§ 给定文段
本論文中，利用Laplace Adomian分解法(LADM)討論非線性熱傳和樑的結構之工程問題，藉由LADM分析有時變邊界條件之環形散熱片問題，並求初期非線性之溫度及熱應力分佈情況，其中環形散熱片根部受到週期性溫度變化，並考慮熱輻射效應，且對流係數為與溫度相關之函數。提出的解決方法簡單且有效系統獲得環形散熱片根部的圓周應力及其根部疲勞分析的解決。
本文利用Adomian方法來求取樑在強非線性彈性基底上時之靜態撓曲的解析解，如果外力之函數是可析函數(Analytic function)，則推導所得的樑之非線性撓曲可以馬克勞林級數(Maclaurin series)表示之，同時亦推導出此馬克勞林級數之係數間的遞迴關係式。結果顯示，所提出的方法是精確有效的，有效的成功應用於強非線性問題，結果獲得與擾動法(perturbation)做比較。發現擾動法解的誤差將隨之非線性係數之增加而增加，同時亦將隨著外力的增加而增加。

The LADM in the nonlinear heat transfer and beam structure can be widely used in engineering.
The purpose of this thesis is to propose the Laplace Adomian Decomposition Method (LADM) for studying the nonlinear temperature and thermal stress analysis of annular fins with time dependent boundary condition.
The nonlinear behavior of temperature and thermal stress distribution in an annular fin with rectangular profile subjected to time dependent periodic temperature variations at the root is studied by the LADM. The radiation effect is considered. The convective heat transfer coefficient is considered as a temperature function.
The proposed solution method is helpful in overcoming the computational bottleneck commonly encountered in industry and in academia. The results show that the circumferential stress at the root of the fin will be important in the fatigue analysis.

数据集记录:
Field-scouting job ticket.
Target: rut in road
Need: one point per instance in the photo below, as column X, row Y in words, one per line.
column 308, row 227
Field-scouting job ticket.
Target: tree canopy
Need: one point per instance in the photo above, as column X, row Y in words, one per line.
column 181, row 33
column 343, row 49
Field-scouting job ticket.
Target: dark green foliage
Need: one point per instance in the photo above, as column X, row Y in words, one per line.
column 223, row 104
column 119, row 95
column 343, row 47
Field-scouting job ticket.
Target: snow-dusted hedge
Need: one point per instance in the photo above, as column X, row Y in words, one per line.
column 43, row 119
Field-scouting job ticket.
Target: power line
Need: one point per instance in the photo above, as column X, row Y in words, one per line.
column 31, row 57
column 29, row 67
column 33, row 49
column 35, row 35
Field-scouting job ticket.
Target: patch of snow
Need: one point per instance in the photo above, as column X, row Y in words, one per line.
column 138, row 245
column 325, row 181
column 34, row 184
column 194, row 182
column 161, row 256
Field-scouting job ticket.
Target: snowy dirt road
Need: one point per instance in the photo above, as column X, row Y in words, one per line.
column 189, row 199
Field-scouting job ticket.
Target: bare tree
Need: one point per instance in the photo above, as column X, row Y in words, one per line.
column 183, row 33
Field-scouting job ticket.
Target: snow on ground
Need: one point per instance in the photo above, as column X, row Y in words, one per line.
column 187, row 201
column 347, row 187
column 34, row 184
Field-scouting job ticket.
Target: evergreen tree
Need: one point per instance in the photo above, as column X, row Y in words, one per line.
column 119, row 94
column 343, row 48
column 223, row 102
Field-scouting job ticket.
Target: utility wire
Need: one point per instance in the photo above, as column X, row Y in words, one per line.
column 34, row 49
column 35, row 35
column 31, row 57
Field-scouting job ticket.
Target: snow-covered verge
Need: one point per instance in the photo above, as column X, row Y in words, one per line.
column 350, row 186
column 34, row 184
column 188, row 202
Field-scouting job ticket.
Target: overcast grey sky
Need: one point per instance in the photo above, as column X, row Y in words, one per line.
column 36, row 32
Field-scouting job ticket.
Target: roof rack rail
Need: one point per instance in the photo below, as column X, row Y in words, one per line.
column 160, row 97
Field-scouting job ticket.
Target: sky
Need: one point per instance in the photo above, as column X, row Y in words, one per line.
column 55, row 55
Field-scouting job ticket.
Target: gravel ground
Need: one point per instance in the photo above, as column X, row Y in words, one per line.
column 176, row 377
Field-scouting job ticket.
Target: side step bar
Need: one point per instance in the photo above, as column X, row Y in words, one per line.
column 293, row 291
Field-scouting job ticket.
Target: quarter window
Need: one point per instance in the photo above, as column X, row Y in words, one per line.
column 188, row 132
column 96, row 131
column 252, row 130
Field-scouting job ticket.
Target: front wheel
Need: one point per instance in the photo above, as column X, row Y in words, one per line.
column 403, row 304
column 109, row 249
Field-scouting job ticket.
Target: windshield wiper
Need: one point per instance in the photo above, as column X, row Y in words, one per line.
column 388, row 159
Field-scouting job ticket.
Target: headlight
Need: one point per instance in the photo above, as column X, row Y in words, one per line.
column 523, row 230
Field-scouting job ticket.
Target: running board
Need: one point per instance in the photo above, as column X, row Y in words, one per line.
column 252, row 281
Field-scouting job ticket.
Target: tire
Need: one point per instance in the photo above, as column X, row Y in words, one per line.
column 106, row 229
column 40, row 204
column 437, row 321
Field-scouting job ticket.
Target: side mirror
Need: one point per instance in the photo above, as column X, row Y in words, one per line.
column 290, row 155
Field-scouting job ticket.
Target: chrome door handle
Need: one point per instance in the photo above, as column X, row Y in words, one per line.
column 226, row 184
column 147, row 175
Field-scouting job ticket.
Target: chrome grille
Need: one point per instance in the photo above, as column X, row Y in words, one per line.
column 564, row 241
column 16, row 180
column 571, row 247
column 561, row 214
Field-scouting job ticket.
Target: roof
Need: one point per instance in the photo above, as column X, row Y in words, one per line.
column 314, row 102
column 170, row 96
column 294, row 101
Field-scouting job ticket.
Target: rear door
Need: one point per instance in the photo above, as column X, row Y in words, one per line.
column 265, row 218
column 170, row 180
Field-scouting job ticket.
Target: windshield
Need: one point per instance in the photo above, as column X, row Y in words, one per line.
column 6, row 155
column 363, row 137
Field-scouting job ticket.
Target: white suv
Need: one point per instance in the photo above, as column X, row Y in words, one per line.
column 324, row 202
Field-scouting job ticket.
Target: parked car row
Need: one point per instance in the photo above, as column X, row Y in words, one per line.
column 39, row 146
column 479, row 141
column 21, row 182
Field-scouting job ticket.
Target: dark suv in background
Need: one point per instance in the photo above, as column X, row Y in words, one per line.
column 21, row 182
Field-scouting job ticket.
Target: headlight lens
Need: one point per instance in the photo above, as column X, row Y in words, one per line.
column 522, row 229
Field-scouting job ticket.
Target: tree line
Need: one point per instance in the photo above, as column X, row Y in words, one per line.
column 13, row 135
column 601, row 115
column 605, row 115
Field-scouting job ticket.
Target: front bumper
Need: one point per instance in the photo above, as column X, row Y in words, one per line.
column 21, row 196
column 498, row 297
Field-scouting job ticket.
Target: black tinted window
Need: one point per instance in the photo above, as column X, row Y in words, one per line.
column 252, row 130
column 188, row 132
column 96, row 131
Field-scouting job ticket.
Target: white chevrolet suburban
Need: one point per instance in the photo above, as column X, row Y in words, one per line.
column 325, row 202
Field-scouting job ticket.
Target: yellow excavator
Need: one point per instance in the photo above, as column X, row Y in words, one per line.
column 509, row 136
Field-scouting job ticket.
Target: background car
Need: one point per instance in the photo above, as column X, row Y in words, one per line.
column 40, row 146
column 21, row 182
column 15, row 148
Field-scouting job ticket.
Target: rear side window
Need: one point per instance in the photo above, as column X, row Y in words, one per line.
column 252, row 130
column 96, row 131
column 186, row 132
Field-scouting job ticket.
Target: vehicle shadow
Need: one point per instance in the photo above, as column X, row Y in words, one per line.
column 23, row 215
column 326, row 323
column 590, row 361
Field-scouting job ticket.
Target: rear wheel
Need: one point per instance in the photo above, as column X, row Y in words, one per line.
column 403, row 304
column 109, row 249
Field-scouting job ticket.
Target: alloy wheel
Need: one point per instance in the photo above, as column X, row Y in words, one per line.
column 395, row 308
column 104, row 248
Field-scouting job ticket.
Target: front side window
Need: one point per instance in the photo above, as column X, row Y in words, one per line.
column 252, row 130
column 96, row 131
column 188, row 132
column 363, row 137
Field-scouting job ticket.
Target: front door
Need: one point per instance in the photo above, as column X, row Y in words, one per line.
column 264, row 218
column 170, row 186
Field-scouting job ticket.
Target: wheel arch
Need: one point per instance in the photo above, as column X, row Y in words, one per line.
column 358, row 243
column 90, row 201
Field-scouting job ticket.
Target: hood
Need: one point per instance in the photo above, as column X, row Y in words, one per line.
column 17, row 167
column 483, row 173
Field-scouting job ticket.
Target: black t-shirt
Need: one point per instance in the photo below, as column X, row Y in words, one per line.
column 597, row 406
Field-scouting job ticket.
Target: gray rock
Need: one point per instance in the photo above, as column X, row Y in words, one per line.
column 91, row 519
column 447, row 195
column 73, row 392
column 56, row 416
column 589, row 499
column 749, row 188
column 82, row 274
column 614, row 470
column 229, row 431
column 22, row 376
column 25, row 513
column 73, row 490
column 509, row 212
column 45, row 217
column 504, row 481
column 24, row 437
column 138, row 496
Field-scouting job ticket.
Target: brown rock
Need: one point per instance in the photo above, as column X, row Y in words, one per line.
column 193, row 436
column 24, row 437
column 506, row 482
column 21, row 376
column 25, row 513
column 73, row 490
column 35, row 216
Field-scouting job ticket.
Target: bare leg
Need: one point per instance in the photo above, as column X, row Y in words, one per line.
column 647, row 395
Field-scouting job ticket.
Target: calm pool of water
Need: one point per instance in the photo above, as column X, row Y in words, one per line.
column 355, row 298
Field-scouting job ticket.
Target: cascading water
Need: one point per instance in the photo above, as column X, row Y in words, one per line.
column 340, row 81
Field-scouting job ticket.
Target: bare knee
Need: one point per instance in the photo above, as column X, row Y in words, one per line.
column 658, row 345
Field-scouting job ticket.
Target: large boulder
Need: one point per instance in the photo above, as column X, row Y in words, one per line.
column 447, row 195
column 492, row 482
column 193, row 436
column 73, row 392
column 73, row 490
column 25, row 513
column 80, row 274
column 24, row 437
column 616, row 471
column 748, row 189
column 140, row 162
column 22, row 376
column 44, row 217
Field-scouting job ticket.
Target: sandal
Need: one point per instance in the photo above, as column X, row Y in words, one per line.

§ 任务要求 1
从上面的条目中摘出每一行含有字符串“white”的内容，逐行照抄。
§ 任务要求 2
接着上面的环形散热片摘要往下写，从其最后一句之后开始续写。
环形散热片摘要与这些条目互不相关。

§ 任务解答 1
Target: white suv
Target: white chevrolet suburban

§ 任务解答 2
This study presents an effective solution method to analyze the nonlinear behavior of temperature and thermal stress distribution in an annular fin with rectangular profile subjected to time dependent periodic temperature variations at the root by using LADM.
However, the analytic static deflection solutions of beams resting on nonlinear elastic foundations are developed by the modified Adomian method. If the applied force function is an analytic function, then the deflection function can be derived and expressed in Maclaurin series. A recurrence relation for the coefficients of the Maclaurin series is derived. It is shown that the proposed solution method is accurate and efficient. The solution method can be successfully applied to the problem with strong nonlinearity. The results are also compared with those obtained by the perturbation method. It is found that the error of the perturbation solution will increase not only when the nonlinear parameter is increased but also when the applied load is increased.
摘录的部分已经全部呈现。